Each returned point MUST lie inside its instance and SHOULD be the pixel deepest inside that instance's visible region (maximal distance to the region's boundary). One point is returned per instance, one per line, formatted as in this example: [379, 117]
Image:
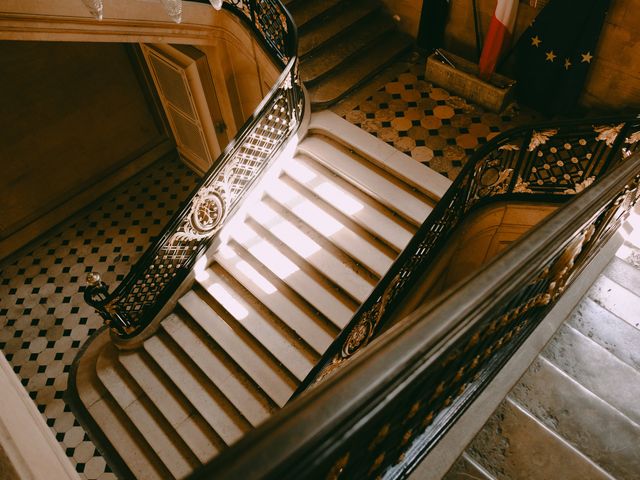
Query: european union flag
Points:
[555, 52]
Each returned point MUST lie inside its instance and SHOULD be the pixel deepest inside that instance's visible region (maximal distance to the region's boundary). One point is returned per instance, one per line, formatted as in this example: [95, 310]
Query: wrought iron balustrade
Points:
[544, 162]
[134, 303]
[379, 415]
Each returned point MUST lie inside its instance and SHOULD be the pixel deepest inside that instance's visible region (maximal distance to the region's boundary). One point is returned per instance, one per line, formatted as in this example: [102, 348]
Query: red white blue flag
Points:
[499, 36]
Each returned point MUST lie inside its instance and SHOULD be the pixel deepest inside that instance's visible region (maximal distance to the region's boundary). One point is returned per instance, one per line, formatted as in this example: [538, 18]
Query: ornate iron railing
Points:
[391, 404]
[543, 162]
[132, 306]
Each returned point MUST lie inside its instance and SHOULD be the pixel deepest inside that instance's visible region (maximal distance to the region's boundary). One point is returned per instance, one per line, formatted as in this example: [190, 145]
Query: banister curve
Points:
[132, 306]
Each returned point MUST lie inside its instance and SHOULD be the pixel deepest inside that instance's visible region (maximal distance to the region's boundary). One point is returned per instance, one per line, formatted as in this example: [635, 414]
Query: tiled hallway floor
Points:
[43, 318]
[426, 122]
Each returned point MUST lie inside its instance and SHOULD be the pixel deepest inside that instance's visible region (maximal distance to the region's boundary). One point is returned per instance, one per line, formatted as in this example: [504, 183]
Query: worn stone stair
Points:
[343, 43]
[289, 273]
[575, 413]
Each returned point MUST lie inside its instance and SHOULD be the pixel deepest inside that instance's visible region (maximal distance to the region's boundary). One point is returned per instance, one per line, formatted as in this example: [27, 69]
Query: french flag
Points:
[499, 36]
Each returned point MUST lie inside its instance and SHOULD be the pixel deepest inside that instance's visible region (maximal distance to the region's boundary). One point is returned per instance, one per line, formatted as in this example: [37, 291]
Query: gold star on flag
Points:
[586, 57]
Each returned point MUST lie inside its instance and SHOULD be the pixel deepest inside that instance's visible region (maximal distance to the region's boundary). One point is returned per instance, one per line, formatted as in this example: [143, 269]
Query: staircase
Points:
[575, 413]
[290, 271]
[342, 44]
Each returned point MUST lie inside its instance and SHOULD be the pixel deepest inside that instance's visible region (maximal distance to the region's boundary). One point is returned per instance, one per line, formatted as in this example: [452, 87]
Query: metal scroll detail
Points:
[131, 307]
[546, 162]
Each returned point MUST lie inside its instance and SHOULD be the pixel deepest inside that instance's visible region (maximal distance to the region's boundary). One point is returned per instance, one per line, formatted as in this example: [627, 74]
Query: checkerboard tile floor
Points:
[43, 317]
[426, 122]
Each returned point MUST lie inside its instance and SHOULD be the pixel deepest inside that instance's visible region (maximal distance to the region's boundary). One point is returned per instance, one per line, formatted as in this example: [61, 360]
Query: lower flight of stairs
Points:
[290, 271]
[343, 43]
[575, 414]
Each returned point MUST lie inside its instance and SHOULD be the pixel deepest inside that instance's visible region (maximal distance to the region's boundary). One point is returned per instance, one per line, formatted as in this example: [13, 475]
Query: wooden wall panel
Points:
[72, 114]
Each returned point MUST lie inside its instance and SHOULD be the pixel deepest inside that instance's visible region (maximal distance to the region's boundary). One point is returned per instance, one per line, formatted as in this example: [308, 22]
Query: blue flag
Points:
[554, 54]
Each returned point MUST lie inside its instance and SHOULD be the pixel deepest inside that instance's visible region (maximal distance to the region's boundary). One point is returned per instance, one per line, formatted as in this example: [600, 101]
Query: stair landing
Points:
[291, 269]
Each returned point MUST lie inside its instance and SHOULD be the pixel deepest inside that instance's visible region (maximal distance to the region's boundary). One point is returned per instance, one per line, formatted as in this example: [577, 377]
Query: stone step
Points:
[596, 369]
[301, 248]
[262, 326]
[144, 417]
[225, 420]
[376, 258]
[580, 418]
[343, 196]
[343, 81]
[345, 15]
[610, 332]
[466, 468]
[220, 371]
[272, 381]
[369, 178]
[312, 328]
[514, 445]
[314, 288]
[304, 12]
[334, 52]
[173, 405]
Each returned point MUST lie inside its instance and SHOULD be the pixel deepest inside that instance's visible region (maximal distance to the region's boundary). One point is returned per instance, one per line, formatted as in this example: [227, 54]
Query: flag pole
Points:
[476, 24]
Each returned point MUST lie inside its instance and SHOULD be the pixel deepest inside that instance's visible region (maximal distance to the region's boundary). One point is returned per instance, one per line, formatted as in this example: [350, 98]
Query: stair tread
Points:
[514, 445]
[142, 415]
[317, 33]
[367, 177]
[304, 12]
[580, 417]
[344, 80]
[299, 320]
[259, 327]
[596, 369]
[172, 404]
[610, 332]
[242, 354]
[312, 253]
[619, 300]
[343, 196]
[348, 241]
[226, 425]
[466, 468]
[130, 445]
[332, 53]
[226, 380]
[327, 302]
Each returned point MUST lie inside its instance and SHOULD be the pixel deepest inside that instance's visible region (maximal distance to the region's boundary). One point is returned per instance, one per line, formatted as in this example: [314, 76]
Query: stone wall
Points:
[614, 80]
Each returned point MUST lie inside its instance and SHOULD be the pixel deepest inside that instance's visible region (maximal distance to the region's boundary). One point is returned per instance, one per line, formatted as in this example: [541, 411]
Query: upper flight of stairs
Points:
[343, 43]
[575, 414]
[291, 270]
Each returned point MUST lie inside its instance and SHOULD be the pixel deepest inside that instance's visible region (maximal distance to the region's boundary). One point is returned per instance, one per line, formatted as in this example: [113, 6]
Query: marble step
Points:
[513, 445]
[344, 16]
[580, 418]
[314, 329]
[262, 370]
[304, 12]
[223, 417]
[345, 197]
[258, 324]
[610, 332]
[339, 49]
[466, 468]
[339, 230]
[144, 417]
[596, 369]
[173, 405]
[377, 183]
[343, 81]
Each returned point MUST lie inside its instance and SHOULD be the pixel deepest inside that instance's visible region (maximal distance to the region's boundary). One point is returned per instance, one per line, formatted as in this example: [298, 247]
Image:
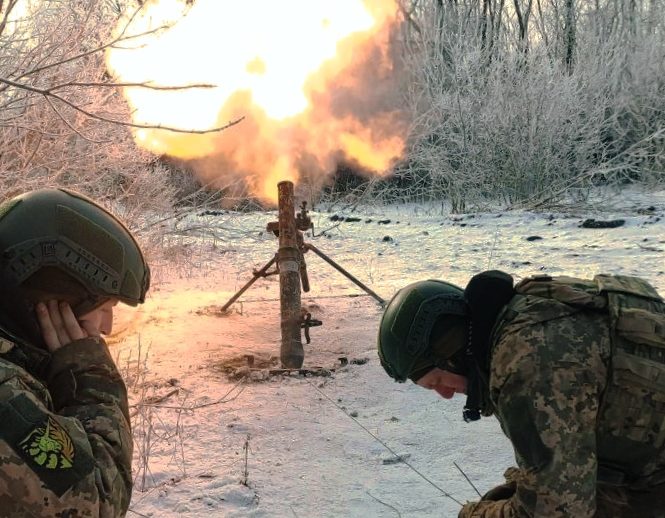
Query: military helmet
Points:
[407, 323]
[63, 229]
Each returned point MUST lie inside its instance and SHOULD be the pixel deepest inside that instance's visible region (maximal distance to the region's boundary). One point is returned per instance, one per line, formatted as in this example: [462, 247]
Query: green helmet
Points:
......
* [Stated problem] Your copy of the data above should match it exactly, except that pictures are left out.

* [Exercise response]
Each returned point MUST lie inside its instance and SHOULD be the pixel deepest inside that instance's visible region (maximal distance to the region's boundary). One point is returned per instance, one per line, formatted as in this example: [379, 117]
Image:
Query: european union flag
Points:
[555, 52]
Each returned point MUST lie inside its instance and SHOULD be the pixel deepest inside that instance's visible region (maximal distance to the region's boundary). One point is returned per instance, one per line, formatted as in this example: [95, 310]
Query: wrought iron balustrade
Points:
[544, 162]
[134, 303]
[379, 415]
Each returned point MUST lie inside its instance and SHOULD be the pixel deepest inside that instance's visible region (maximal distance to the region's boundary). One point is returned per instance, one per line, formatted as in this example: [102, 348]
Query: red white blue flag
Points:
[499, 36]
Each returned point MUST lie inside its instance and SHOULD be the pixel deepest inside that instance's visible region (maximal distance to the region's boundary). One point is returned per instance, one per line, formatted as in this example: [538, 18]
Query: ornate iron railing
Points:
[391, 404]
[543, 162]
[132, 306]
Each returned point MUST lie inside its instance and SHOULD be the pixel deepest inside that instance's visible region (maximal distance to the region's boundary). One point is returned per instance, one per line, formatted as in this example: [190, 145]
Query: banister curve
Points:
[132, 306]
Each returned point MUST lie inside its instance and SHOULD be the pixel deepest inside that instance's visible region (maximal distance to the region's boundary). One point is returned per instance, one per line, formatted as in this example: [635, 414]
Query: tiled hallway floor
Points:
[43, 318]
[426, 122]
Each returned point MUST lie inside its instance and SHOULD be the pixel deepest inside that instance's visible region (maximal distance to the region's boundary). One point is returned per instance, one per line, formatted as in this example: [504, 183]
Query: worn stone stair
Points:
[343, 43]
[289, 273]
[575, 413]
Each returned point MUST lie inside its instance and SHOULD be the pixel deepest inside that instance's visible region (maximal distance to the region's boundary). One point is returned per instance, one per line, formatted as in this example: [27, 69]
Query: french flag
Points:
[499, 36]
Each returned point MUST lie inside its instance and SHOULD be the pixel deepest inside that instance's visible region (maximal distance to the region's boundary). One point is returned per instance, one per line, formatted as in this example: [37, 291]
Query: gold star on flag
Points:
[586, 57]
Each returned point MUST lie inside its instance and SHOULD be the pixel deepest inside that instance's visible region (maximal distance to the region's boundary). One point is returned per instance, one per line, formatted as in this example: [143, 269]
Query: staircase
Points:
[575, 413]
[290, 271]
[342, 44]
Each returned point MUST lie inside its instance and SHOULD be the pixel deepest inside that instance's visible region (maximal distance to the region's boundary). One point is returned per instance, one per line, formatted as in this example: [452, 87]
Query: metal scroll detail
Points:
[131, 307]
[546, 162]
Each returned point MUST lie inside its instance and SHOULD be the pixel deepest inside that instance's visible region (maximal distance to the region's boundary). One point is returned per instance, one per line, formatted as in this example: [627, 74]
Query: checkerboard tile floor
Points:
[43, 317]
[426, 122]
Each returned point MUST lie inside its instance and SHOULD be the pixel deepest inside that instance's visible region (maximal distance to the region's boundary). One point is returned per instance, one per line, formatted as in this example: [61, 360]
Query: lower flight of stairs
Points:
[290, 271]
[343, 43]
[575, 414]
Each returned point MUST lie inside its instance and SHOULD be the pixel deepest inside that instance's visible region (maximal distance to the region's boundary). One point is returned per instance, one per line, formatted as in this example: [13, 475]
Query: wooden wall panel
Points:
[72, 114]
Each returned point MUST lie inside its instance and SHOULD be the pixel deepest inside that instance's visible region (maximal distance to the region's boundary). One point is returned per instance, one per line, formatted as in this example: [308, 22]
Query: blue flag
Points:
[554, 54]
Each returned point MUST lie inside its instance and SHOULD be the pixel deepest inside that instance's visible region (maximal distance to the region's boundary). One point is returned per instance, one per line, formatted as in this example: [600, 101]
Query: stair landing
Points:
[291, 269]
Each returned point MUST lie inside its instance and SHOULD be the pixel deepest inside that instance's visible region (maximal distance to the region's boundary). One point is returned per instance, one per line, formatted as in this example: [577, 377]
Query: stone step
Points:
[596, 369]
[301, 248]
[262, 326]
[144, 417]
[225, 420]
[376, 258]
[580, 418]
[343, 196]
[343, 81]
[345, 15]
[610, 332]
[466, 468]
[220, 371]
[272, 381]
[369, 178]
[312, 328]
[514, 445]
[314, 288]
[304, 12]
[334, 52]
[173, 405]
Each returned point MUST lie inside its instance and SHOULD be the pixel deepest inside that instance's visible region (maximal distance to the region's boundary). One point is returned per instance, one per line, formatted as in this example: [227, 54]
Query: flag pole
Points:
[476, 24]
Each returned point MUST lie inside its instance and SHOULD be the pixel deepest inside that instance's visible region (maximal distance to the region's boundary). One point is returned per instance, one per line, formatted as in this example: [350, 98]
Query: stair tread
Points:
[514, 445]
[142, 415]
[317, 33]
[367, 177]
[304, 12]
[580, 417]
[344, 80]
[299, 320]
[259, 327]
[596, 369]
[172, 404]
[610, 332]
[242, 354]
[312, 253]
[619, 300]
[343, 196]
[348, 241]
[226, 425]
[466, 468]
[130, 445]
[332, 53]
[226, 380]
[327, 302]
Each returned point MUST lie inside its instance and SHOULD be the pixel deepest inside that instance's visible region (maximal distance to the region's boundary). One point is returned per instance, one per line, formatted as in this example: [314, 76]
Query: stone wall
Points:
[614, 80]
Each returned point MUST lie inside its instance and SHOULD be the pixel deepest inside that instance's visible region (maximal distance to the region's boundary). One point is returned per instance, one per line, formatted as in this example: [541, 411]
Query: upper flight of stairs
Points:
[343, 43]
[575, 414]
[291, 270]
Each returned point MUST lie inside its instance and SHOULD be the pixel deepest inside that instance's visible region (maximal distance to the region's boundary). One point is returned per instance, one per line, formatted as in this example: [113, 6]
Query: marble step
Points:
[513, 445]
[344, 16]
[580, 418]
[314, 329]
[262, 370]
[304, 12]
[223, 417]
[345, 197]
[258, 324]
[610, 332]
[339, 49]
[466, 468]
[339, 230]
[144, 417]
[596, 369]
[173, 405]
[377, 183]
[343, 81]
Each returned point MUST lie inside its instance and SHOULD be the pixel deepest inside that instance's visible region (maximal distance to the region's boundary). One point is returned per instance, one per line, formatted as in this example: [298, 247]
Image:
Query: military helmet
Points:
[407, 323]
[63, 229]
Each returned point MUST lie inside its instance and SHOULD be the pixel deepest inside that instance's visible region (maximal distance to the region's boundary). One point is returned per instance, one per line, formatted as in this example: [462, 247]
Query: green helmet
Points:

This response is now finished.